■ **PASSAGE FOR REVIEW**
Extracting concepts from GPT-4

Exciting to see this so soon after Anthropic's "Mapping the Mind of a Large Language Model" (under 3 weeks). I find these efforts really exciting; it is still common to hear people say "we have no idea how LLMs / Deep Learning works", but that is really a gross generalization as stuff like this shows.

Wonder if this was a bit rushed out in response to Anthropic's release (as well as the departure of Jan Leike from OpenAI)... the paper link doesn't even go to Arxiv, and the analysis is not nearly as deep. Though who knows, might be unrelated.

thegrim33 · 2 years ago

From the article:

"We currently don't understand how to make sense of the neural activity within language models."

"Unlike with most human creations, we don’t really understand the inner workings of neural networks."

"The [..] networks are not well understood and cannot be easily decomposed into identifiable parts"

"[..] the neural activations inside a language model activate with unpredictable patterns, seemingly representing many concepts simultaneously"

"Learning a large number of sparse features is challenging, and past work has not been shown to scale well."

etc., etc., etc.

People say we don't (currently) know why they output what they output, because .. as the article clearly states, we don't.

TrainedMonkey · 2 years ago

I read this as "we have not built up tools / math to understand neural networks as they are new and exciting" and not as "neural networks are magical and complex and not understandable because we are meddling with something we cannot control".

A good example would be planes - it took a long while to develop mathematical models that could be used to model behavior. Meanwhile practical experimentation developed decent rule of thumb for what worked / did not work.

So I don't think it's fair to say that "we don't" (know how neural networks work), we don't have math / models yet that can explain/model their behavior...

realPtolemy · 2 years ago

Could there also be a “legal hedging” reason for why you would release a paper like this?

By reaffirming that “we don’t know how this works, nobody does” it’s easier to avoid being charged with copyright infringement from various actors/data sources that have sued them.

Deleted Comment

surfingdino · 2 years ago

Not holding my breath for that hallucinated cure for cancer then.

submeta · 2 years ago

Scary actually. Because how can we asses the risks when we don’t know what the system is capabale of doing.

leogao · 2 years ago

We were planning to release the paper around this time independent of the other events you mention.

I think it is still predominantly accurate to say that we have no idea how LLMs work. SAEs might eventually change that, but there's still a long way to go.

■ **LISTED RECORDS**
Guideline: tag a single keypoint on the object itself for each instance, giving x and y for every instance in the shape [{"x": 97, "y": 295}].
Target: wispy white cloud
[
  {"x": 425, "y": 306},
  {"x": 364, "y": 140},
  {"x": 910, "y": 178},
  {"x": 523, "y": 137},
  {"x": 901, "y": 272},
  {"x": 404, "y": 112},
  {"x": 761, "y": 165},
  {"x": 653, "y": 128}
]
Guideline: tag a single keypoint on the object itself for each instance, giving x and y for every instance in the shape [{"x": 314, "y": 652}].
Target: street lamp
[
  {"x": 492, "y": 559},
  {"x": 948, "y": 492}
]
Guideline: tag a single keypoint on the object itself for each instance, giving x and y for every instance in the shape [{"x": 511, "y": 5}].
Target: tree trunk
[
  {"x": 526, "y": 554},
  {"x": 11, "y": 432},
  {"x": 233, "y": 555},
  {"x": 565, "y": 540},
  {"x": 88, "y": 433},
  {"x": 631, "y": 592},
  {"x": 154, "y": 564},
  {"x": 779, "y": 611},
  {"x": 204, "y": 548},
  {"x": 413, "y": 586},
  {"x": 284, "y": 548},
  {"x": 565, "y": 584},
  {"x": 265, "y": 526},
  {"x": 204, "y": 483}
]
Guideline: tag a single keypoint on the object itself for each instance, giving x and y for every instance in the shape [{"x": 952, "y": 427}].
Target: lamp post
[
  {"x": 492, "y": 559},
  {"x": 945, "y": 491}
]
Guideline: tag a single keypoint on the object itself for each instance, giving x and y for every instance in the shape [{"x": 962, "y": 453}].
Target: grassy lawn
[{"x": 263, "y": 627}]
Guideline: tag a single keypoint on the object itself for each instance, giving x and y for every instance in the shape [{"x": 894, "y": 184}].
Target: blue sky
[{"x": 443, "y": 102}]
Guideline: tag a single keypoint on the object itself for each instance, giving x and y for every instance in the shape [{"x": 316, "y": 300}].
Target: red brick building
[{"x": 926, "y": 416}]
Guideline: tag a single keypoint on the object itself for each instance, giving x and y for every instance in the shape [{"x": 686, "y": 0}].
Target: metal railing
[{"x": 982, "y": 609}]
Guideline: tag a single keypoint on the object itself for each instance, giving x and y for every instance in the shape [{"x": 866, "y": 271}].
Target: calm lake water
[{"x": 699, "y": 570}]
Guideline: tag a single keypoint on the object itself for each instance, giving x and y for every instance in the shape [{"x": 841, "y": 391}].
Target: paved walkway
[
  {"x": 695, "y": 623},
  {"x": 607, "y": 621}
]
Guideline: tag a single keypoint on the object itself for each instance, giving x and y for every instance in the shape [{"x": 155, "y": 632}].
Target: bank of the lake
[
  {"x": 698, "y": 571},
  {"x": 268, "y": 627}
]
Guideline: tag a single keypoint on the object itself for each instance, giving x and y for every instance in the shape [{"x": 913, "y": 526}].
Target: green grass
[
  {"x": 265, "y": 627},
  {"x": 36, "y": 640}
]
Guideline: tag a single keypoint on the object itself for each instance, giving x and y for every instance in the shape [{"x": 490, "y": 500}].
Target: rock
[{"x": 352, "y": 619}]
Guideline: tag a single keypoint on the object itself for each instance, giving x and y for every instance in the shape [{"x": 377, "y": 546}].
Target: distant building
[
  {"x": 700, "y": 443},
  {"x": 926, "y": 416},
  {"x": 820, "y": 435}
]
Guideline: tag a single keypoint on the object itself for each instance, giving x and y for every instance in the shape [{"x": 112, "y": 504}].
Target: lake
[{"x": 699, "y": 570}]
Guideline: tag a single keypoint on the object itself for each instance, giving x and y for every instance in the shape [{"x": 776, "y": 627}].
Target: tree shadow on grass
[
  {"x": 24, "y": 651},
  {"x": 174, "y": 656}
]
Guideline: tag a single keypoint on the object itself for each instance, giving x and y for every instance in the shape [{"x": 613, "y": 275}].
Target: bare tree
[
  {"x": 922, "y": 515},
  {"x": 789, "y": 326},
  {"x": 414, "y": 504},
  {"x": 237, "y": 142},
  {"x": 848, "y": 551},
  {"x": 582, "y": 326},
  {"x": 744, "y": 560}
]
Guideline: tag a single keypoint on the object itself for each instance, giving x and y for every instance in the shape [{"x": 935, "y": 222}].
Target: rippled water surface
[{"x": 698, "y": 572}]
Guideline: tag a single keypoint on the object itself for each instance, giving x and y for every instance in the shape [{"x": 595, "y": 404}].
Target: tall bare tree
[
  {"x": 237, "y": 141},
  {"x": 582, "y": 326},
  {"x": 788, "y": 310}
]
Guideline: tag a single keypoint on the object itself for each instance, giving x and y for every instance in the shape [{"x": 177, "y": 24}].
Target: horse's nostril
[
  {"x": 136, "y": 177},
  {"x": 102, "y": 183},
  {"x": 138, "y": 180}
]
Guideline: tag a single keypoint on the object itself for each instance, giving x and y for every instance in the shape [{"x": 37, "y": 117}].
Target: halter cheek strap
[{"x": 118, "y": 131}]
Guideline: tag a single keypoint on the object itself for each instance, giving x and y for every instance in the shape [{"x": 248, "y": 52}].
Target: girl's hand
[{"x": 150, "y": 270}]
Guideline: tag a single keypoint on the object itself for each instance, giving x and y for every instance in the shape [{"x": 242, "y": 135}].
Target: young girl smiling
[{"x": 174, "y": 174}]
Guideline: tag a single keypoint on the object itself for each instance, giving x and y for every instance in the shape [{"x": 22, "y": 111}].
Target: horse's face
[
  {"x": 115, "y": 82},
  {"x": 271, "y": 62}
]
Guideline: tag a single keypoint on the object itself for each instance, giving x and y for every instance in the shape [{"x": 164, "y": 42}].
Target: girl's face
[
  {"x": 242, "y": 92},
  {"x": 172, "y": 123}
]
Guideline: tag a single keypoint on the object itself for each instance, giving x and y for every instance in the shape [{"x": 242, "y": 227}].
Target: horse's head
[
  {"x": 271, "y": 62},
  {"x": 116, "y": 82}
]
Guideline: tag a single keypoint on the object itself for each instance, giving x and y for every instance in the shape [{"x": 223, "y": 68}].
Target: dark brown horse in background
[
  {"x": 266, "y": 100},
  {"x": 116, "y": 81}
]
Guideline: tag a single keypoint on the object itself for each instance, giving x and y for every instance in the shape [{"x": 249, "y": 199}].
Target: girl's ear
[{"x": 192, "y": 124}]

■ **WHAT TO DO**
Copy the thread on extracting concepts from GPT-4 word for word, from "leogao · 2 years" to "long way to go.". You won't need the listing for this.

■ **EXERCISE RESULT**
leogao · 2 years ago

We were planning to release the paper around this time independent of the other events you mention.

I think it is still predominantly accurate to say that we have no idea how LLMs work. SAEs might eventually change that, but there's still a long way to go.